TRECHO DO DOCUMENTO:
※ ※ ※

Forçado a fazer uma manobra para corrigir sua má posição, o navio da dianteira veneziana, Madonna dell’Arsenale, virou em roda, acabando por se distanciar.

Os venezianos julgaram tratar-se de uma estratégia do comando, e seguiram imediatamente o seu exemplo.

Somente a frota que seguia com os portugueses permaneceu em seu lugar, pois não havia recebido nenhuma ordem para tal movimento.

Essa evolução fez as posições se inverterem, ficando os portugueses na vanguarda dos cristãos.

O vento também cessou inteiramente, e durante bom tempo os venezianos se viram incapazes de retornar à linha de combate.

O Grão-Paxá muçulmano aproveitou para avançar com sua Capitânia, uma poderosa embarcação de cento e dez peças e 1.400 homens de equipagem.

Seguido por mais quinze de suas sultanas, romperam num furioso ataque às naus de Portugal e da Santa Sé.

Os portugueses tiveram de resistir por horas na vanguarda, respondendo incessantemente com formidável fogo sobre os inimigos.

Durante toda a batalha, o Conde de São Vicente fez o possível para se aproximar dos turcos com o Nossa Senhora do Pilar, tornando-se sempre o atacante e o alvo principal, pois seu navio era o mais bem equipado e poderoso.3

Às cinco horas da tarde, diante da resistência portuguesa que lhes causava grandes estragos, os turcos desanimaram e logo começaram a se retirar.

Mas o navio Nossa Senhora do Pilar, apesar de quase destroçado, fez um arrojado avanço sobre os inimigos, seguindo-os e batendo-os.

As demais naus portuguesas fizeram o mesmo, mas não puderam alcançar o inimigo.

Por fim, a chegada de um tempo forte obrigou-os a cessar a perseguição e retornar ao porto.

※ ※ ※

INSTRUÇÕES:
**a)** Resuma em duas frases o trecho sobre a batalha naval.
**b)** Repita fielmente a parte do trecho sobre a batalha naval que começa nas palavras "Os portugueses tiveram" e termina após "retornar ao porto.".
A listagem não é necessária.

※ ※ ※

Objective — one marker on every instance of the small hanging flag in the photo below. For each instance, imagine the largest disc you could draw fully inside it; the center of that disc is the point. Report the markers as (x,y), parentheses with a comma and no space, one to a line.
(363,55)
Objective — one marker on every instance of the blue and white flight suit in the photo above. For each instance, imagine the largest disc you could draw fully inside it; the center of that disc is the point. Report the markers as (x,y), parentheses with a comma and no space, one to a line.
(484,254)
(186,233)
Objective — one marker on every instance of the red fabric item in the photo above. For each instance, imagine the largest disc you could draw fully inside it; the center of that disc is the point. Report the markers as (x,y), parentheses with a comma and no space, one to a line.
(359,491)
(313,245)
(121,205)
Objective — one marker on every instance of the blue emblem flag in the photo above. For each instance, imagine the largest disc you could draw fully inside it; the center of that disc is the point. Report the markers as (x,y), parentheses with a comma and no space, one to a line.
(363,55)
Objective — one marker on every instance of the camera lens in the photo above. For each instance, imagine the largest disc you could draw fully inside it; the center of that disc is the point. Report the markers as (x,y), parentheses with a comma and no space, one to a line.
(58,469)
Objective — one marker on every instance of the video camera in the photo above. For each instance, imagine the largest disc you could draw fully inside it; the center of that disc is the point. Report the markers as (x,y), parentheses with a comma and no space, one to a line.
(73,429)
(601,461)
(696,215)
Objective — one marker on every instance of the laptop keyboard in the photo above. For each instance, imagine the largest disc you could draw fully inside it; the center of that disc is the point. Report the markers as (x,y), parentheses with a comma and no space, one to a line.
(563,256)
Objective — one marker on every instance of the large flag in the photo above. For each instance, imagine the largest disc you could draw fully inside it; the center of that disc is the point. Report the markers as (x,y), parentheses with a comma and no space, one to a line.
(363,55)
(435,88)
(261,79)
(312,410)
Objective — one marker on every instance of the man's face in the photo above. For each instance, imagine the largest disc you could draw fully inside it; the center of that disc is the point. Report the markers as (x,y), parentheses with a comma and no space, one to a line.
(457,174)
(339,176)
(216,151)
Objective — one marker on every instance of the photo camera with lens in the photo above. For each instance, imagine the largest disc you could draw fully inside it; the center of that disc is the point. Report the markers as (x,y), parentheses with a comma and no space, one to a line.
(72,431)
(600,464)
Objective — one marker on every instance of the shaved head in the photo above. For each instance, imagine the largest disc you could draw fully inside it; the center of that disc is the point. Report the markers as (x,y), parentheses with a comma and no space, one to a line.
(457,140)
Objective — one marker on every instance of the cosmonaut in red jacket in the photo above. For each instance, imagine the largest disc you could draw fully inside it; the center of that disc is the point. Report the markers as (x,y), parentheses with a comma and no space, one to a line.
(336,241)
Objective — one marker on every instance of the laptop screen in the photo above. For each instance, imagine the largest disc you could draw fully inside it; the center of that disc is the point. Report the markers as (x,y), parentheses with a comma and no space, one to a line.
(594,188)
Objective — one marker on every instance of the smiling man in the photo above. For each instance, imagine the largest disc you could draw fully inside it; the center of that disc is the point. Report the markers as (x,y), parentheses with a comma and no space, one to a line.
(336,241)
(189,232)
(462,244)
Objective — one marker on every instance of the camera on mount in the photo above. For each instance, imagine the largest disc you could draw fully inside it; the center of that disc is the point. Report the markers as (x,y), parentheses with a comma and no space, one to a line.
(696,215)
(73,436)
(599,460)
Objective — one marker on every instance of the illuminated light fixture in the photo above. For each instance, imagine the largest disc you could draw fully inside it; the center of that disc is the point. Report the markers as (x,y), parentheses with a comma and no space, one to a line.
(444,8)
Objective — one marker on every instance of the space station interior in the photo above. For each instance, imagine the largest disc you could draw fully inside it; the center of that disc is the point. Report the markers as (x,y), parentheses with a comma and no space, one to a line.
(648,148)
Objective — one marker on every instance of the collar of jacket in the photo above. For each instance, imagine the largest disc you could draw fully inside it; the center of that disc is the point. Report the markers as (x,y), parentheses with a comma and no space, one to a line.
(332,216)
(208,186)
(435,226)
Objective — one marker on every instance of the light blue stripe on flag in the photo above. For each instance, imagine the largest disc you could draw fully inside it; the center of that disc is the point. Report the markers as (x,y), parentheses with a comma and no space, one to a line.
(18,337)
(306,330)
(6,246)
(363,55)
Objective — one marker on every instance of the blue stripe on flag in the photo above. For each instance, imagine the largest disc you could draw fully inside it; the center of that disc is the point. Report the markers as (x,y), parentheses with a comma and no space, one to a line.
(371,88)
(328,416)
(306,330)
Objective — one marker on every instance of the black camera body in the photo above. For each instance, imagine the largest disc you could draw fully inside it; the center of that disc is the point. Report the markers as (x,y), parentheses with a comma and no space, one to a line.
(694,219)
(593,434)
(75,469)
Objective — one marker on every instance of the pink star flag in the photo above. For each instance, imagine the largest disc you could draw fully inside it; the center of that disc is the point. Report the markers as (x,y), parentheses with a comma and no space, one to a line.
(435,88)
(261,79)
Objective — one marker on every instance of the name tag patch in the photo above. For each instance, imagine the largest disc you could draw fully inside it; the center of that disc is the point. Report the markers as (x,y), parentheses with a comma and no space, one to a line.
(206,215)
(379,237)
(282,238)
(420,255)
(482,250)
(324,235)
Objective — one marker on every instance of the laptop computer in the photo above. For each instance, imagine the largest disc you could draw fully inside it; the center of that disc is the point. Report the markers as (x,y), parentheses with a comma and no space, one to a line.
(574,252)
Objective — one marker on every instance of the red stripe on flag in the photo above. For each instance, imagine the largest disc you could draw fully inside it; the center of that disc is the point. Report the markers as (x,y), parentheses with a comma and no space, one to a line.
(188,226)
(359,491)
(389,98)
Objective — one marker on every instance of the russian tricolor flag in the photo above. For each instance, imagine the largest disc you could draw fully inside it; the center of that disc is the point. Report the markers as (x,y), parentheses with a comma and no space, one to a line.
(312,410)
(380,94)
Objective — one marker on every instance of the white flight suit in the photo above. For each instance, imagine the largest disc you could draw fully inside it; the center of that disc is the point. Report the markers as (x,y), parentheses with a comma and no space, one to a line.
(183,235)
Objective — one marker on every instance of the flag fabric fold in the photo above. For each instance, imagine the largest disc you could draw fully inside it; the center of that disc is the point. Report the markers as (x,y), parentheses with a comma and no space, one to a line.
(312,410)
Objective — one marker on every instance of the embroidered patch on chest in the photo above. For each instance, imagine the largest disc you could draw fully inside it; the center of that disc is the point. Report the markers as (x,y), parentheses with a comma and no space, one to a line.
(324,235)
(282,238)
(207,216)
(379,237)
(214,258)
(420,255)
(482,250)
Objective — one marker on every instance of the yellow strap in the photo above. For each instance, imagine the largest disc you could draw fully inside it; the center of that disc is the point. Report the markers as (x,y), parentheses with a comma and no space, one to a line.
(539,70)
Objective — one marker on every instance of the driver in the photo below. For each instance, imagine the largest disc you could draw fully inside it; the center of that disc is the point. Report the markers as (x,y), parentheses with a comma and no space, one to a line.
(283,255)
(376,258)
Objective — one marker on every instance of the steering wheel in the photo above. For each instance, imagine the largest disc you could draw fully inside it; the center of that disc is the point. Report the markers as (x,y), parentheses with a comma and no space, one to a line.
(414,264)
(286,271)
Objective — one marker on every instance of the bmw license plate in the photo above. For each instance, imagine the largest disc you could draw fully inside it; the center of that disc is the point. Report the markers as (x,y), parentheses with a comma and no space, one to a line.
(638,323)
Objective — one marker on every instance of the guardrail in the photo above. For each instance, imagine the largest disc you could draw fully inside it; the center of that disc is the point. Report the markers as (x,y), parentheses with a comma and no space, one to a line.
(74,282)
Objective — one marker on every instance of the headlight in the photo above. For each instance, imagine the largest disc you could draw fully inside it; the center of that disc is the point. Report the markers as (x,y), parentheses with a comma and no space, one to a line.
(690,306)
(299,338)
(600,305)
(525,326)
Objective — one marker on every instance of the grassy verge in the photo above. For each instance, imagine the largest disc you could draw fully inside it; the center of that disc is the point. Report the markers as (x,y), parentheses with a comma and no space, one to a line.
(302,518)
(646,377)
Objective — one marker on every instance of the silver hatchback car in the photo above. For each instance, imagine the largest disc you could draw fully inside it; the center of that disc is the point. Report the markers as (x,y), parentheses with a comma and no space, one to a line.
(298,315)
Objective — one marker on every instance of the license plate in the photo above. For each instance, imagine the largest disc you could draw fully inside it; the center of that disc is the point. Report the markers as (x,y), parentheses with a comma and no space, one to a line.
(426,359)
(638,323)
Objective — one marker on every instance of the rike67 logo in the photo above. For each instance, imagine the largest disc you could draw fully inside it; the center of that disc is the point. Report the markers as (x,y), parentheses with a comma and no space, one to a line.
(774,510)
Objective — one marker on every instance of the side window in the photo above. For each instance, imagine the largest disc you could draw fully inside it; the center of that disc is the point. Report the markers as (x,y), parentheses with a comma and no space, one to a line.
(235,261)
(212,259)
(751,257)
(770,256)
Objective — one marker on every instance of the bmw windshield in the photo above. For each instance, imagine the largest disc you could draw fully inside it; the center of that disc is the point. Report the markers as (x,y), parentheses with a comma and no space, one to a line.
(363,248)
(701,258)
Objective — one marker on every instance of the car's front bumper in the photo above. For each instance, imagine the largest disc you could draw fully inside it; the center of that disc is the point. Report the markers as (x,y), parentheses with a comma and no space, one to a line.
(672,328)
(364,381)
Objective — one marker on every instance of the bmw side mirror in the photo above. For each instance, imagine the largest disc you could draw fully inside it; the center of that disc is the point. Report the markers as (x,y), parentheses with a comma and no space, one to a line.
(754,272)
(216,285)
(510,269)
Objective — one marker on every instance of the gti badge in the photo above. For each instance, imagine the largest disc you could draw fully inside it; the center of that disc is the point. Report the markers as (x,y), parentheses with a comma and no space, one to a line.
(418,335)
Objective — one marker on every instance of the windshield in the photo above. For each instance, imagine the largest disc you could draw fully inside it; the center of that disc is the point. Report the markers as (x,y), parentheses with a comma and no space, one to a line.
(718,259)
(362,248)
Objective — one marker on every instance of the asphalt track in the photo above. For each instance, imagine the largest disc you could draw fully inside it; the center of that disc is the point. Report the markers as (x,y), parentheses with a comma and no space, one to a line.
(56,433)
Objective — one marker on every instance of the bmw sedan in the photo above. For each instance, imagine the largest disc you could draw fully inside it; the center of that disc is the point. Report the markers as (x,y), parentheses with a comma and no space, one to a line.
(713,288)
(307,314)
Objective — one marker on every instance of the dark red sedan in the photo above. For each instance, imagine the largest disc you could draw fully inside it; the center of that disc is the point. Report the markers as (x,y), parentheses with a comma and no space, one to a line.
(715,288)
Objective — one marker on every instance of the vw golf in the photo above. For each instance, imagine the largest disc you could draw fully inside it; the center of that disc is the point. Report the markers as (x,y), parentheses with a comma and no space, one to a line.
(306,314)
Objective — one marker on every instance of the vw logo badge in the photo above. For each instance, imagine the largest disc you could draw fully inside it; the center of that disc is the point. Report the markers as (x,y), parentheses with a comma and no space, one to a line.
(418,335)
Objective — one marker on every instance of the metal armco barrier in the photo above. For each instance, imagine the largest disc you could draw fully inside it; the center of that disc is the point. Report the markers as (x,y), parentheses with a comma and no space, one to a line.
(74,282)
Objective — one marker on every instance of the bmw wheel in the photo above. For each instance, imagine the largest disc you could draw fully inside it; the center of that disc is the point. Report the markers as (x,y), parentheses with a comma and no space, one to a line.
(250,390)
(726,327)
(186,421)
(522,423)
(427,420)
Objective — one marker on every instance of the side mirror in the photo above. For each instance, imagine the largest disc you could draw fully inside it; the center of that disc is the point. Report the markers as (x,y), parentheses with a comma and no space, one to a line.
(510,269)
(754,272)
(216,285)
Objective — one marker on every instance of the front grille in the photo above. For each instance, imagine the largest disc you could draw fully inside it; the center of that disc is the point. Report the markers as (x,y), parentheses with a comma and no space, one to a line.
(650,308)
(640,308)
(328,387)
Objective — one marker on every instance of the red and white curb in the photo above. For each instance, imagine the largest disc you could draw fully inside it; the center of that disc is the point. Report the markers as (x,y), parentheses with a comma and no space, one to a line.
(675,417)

※ ※ ※

RESPOSTAS:
**a)** Depois que o Madonna dell’Arsenale se distanciou e os demais venezianos o seguiram, os portugueses ficaram na vanguarda dos cristãos e resistiram por horas ao ataque do Grão-Paxá e de quinze sultanas, com o Nossa Senhora do Pilar como atacante e alvo principal. Às cinco horas da tarde os turcos começaram a se retirar, o Nossa Senhora do Pilar os perseguiu, e a chegada de um tempo forte obrigou os portugueses a cessar a perseguição e retornar ao porto.

**b)**
Os portugueses tiveram de resistir por horas na vanguarda, respondendo incessantemente com formidável fogo sobre os inimigos.

Durante toda a batalha, o Conde de São Vicente fez o possível para se aproximar dos turcos com o Nossa Senhora do Pilar, tornando-se sempre o atacante e o alvo principal, pois seu navio era o mais bem equipado e poderoso.3

Às cinco horas da tarde, diante da resistência portuguesa que lhes causava grandes estragos, os turcos desanimaram e logo começaram a se retirar.

Mas o navio Nossa Senhora do Pilar, apesar de quase destroçado, fez um arrojado avanço sobre os inimigos, seguindo-os e batendo-os.

As demais naus portuguesas fizeram o mesmo, mas não puderam alcançar o inimigo.

Por fim, a chegada de um tempo forte obrigou-os a cessar a perseguição e retornar ao porto.